== EXERCISE GOAL ==
Convert the lines that open with the one containing "The format of" and close with the one containing "positive clicks: (90, 115)", both included, into a Markdown table with the columns Row and Line. Number the rows in order and leave out any blank lines.

BEGIN

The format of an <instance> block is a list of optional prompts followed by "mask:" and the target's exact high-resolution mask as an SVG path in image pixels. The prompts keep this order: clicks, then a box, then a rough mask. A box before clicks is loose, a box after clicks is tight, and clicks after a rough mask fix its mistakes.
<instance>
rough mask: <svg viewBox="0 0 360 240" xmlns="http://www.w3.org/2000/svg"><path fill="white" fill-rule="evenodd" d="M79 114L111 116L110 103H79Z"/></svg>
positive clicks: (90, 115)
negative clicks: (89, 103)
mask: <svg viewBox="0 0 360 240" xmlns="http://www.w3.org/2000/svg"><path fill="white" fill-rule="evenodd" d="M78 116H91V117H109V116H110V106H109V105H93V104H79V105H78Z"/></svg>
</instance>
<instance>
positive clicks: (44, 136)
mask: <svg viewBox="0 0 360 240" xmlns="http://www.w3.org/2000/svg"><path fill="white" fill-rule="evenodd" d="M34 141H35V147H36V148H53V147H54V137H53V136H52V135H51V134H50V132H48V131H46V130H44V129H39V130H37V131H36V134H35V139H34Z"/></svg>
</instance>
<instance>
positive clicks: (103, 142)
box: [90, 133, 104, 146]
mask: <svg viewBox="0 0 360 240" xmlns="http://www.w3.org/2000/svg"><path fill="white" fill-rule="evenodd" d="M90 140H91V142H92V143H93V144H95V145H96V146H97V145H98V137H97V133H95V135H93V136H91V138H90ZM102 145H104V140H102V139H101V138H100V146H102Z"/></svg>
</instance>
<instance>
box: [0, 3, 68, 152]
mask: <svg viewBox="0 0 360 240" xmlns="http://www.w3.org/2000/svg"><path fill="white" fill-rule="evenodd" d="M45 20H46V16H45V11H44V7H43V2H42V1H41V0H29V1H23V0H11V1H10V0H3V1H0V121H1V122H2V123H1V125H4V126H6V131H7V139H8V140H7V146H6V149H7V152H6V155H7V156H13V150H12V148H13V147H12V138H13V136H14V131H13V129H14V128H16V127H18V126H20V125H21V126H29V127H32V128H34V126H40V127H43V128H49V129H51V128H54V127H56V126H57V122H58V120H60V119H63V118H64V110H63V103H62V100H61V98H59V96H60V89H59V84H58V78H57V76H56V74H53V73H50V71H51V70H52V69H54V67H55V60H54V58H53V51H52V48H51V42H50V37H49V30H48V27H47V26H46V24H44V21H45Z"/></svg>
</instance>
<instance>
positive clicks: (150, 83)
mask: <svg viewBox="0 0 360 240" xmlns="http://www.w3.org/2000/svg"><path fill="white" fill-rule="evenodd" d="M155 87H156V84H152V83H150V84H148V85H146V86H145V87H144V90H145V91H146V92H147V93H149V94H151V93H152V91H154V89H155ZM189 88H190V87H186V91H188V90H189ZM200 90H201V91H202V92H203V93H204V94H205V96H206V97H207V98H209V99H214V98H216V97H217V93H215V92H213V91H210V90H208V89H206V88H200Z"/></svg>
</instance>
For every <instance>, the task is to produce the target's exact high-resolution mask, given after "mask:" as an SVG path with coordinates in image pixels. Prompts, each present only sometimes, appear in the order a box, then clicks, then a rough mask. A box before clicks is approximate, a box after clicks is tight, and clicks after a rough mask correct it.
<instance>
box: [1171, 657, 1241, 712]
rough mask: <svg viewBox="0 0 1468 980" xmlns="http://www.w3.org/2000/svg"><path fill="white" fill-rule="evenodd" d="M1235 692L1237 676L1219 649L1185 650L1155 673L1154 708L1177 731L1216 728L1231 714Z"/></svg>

END
BEGIN

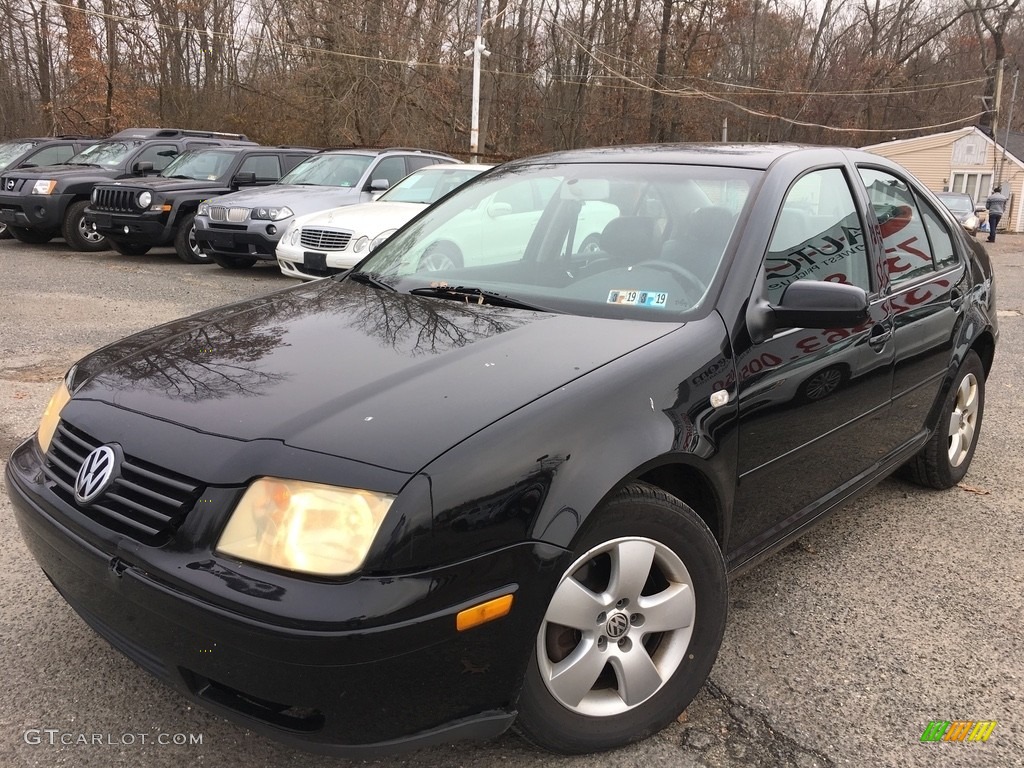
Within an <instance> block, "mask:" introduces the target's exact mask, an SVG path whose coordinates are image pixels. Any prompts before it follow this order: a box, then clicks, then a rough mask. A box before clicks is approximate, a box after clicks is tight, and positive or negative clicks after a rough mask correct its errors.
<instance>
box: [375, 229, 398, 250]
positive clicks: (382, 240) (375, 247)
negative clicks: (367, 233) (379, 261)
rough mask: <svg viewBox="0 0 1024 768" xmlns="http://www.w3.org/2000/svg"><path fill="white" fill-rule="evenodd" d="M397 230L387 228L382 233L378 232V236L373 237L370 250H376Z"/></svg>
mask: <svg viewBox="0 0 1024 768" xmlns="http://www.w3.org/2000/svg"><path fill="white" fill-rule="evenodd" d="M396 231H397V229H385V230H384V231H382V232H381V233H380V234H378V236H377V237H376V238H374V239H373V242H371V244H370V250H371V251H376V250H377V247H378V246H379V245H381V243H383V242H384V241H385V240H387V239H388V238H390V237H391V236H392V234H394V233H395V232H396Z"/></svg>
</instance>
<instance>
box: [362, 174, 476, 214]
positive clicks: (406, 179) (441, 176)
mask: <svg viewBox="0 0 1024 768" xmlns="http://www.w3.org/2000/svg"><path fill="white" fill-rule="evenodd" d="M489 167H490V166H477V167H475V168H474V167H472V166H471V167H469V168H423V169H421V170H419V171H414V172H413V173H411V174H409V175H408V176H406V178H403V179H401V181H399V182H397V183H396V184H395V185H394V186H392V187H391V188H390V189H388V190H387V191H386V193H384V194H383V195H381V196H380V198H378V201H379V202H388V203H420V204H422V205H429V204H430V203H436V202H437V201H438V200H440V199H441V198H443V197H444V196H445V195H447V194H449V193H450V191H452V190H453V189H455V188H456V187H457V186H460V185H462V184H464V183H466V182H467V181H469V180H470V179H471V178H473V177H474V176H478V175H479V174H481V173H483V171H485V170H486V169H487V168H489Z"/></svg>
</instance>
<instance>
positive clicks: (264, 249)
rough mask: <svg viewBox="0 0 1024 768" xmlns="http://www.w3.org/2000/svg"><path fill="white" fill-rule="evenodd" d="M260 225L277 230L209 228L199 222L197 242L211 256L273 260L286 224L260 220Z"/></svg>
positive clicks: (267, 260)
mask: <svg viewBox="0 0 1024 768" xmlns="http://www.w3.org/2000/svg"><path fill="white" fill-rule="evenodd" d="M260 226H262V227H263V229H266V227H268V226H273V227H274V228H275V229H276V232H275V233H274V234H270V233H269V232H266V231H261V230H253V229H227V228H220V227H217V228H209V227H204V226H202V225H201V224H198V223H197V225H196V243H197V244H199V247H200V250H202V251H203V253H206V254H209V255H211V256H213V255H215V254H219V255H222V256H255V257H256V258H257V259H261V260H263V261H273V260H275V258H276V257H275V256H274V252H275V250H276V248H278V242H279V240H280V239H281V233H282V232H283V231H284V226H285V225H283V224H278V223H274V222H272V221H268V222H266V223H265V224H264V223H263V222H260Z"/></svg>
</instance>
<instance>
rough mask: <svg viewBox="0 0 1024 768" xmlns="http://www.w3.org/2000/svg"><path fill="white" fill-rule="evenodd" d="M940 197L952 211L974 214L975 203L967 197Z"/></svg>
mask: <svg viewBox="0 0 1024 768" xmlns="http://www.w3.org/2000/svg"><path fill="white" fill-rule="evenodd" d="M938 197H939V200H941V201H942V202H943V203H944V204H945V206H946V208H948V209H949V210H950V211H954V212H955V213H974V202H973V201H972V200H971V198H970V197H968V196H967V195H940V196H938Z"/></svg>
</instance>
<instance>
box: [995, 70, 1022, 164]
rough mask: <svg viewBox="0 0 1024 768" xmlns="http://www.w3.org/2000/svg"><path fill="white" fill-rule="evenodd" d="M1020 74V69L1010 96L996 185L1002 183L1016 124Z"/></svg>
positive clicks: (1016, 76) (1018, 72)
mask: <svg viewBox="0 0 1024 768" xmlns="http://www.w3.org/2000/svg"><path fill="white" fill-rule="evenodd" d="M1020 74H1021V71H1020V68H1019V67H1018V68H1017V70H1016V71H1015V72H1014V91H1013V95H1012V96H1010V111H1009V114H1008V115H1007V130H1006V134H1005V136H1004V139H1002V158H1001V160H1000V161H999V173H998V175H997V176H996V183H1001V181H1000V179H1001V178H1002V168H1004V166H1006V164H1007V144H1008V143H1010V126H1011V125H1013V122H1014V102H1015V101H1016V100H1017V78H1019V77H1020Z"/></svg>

END

== RESULT OF THE EXERCISE ==
| Row | Line |
|---|---|
| 1 | The format of an <instance> block is a list of optional prompts followed by "mask:" and the target's exact high-resolution mask as an SVG path in image pixels. The prompts keep this order: clicks, then a box, then a rough mask. A box before clicks is loose, a box after clicks is tight, and clicks after a rough mask fix its mistakes. |
| 2 | <instance> |
| 3 | rough mask: <svg viewBox="0 0 360 240" xmlns="http://www.w3.org/2000/svg"><path fill="white" fill-rule="evenodd" d="M79 114L111 116L110 103H79Z"/></svg> |
| 4 | positive clicks: (90, 115) |